Reproduce all entries verbatim, with nothing added or dropped.

** begin **

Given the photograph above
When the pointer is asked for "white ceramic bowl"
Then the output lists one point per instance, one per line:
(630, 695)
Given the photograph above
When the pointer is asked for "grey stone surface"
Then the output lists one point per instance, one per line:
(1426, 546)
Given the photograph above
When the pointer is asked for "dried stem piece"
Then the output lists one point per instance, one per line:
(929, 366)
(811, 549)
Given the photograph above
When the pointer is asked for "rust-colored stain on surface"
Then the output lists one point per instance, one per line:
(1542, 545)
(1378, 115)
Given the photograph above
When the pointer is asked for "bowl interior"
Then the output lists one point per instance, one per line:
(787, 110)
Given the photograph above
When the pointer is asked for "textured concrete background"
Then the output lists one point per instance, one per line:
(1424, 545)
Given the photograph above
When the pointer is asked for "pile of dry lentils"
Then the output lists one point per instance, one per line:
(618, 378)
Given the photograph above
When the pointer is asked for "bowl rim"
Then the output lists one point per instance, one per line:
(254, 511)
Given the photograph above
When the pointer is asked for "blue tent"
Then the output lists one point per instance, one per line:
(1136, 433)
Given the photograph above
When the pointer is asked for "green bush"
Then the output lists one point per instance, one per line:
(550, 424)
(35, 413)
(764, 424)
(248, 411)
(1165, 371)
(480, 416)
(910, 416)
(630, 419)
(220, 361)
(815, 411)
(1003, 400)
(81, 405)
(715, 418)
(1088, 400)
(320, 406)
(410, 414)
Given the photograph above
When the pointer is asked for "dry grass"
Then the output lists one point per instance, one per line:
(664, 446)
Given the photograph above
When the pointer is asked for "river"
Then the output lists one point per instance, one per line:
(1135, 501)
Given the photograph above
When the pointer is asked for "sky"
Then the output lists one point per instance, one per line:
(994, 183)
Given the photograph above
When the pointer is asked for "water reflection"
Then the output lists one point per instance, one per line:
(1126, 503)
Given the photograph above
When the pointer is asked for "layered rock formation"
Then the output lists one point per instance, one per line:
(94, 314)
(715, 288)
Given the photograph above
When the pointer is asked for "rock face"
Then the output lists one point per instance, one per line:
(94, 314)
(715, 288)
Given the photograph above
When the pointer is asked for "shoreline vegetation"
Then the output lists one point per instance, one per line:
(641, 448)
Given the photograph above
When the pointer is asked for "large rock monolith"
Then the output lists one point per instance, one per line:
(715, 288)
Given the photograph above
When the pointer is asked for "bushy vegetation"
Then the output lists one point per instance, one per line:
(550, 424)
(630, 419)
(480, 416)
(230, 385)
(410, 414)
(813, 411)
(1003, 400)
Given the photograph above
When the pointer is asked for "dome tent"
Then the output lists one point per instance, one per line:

** end **

■ EXERCISE RESPONSE
Given the photograph above
When the pointer is asked for "white ceramic bowl"
Then the output lists one point per instance, one per line:
(630, 695)
Given the photograph above
When the pointer is asked for "grey stone surface"
Then the output lists one point per instance, one per line:
(1426, 546)
Given the photograph above
When the pointer is asked for "dried stem piece"
Then the output lists one point per instance, one per line:
(929, 366)
(811, 549)
Given the photograph above
When the pointer is asked for "rust-colored stain on surface"
Then the output lists one point per instance, one per line:
(1542, 545)
(1378, 115)
Given the photograph above
When the pointer is asked for "bowl interior"
Then the output lists one point per instance, one per line:
(787, 110)
Given the photograph above
When the pointer is asked for "textured concrete background"
Then the output lists one point per instance, one per line:
(1424, 545)
Given the photograph above
When the pointer is asked for "pile of dry lentils"
Then the output lists one point per instance, one per line:
(618, 378)
Given the photograph above
When the pointer is asked for "bowl rim"
Then the output lists one point per instance, one per line:
(254, 511)
Given the photograph above
When the pointer is asked for "blue tent"
Then the output lists one point per instance, one per line:
(1136, 433)
Given the photograph above
When the pointer is asked for "green bush"
Then the output lists one point per instance, one per line:
(550, 424)
(35, 413)
(764, 424)
(248, 411)
(1165, 371)
(480, 416)
(910, 416)
(630, 419)
(220, 361)
(815, 411)
(1003, 400)
(81, 405)
(715, 418)
(1088, 400)
(320, 406)
(410, 414)
Given the photograph above
When the pointer is asked for "dry grass"
Then the output lists one point per instance, one per line:
(664, 446)
Given the photograph above
When the pointer is asked for "river"
Then the output lists one point per instance, one per line:
(1135, 501)
Given the photograph above
When the pointer is asked for "sky"
Then the output lists one point per instance, one per line:
(994, 183)
Given the photograph above
When the pointer is asked for "water reflection"
Then the output lists one point per instance, one per line:
(1126, 503)
Given the photograph above
When the pointer is asked for "layered rock formation"
Then the output lists one point per instance, one per line:
(94, 314)
(715, 288)
Given the photograph above
When the pointer is asked for "rock face"
Then the output lists one point per instance, one per line:
(94, 314)
(715, 288)
Given the photograph above
When the pointer is asked for "shoreline vegetation"
Then the output lists one point per instance, one per line:
(641, 448)
Given the photograph above
When the pointer is asked for "large rock monolith"
Then the output lists one point per instance, one per line:
(715, 288)
Given the photograph above
When the pointer is asked for "bushy vegetation"
Then the output lists one point per instance, one per line:
(550, 424)
(630, 419)
(480, 416)
(230, 385)
(410, 414)
(813, 411)
(1003, 400)
Given the photograph above
When the pointer is asked for "dome tent"
Then the output lists one point per instance, one per line:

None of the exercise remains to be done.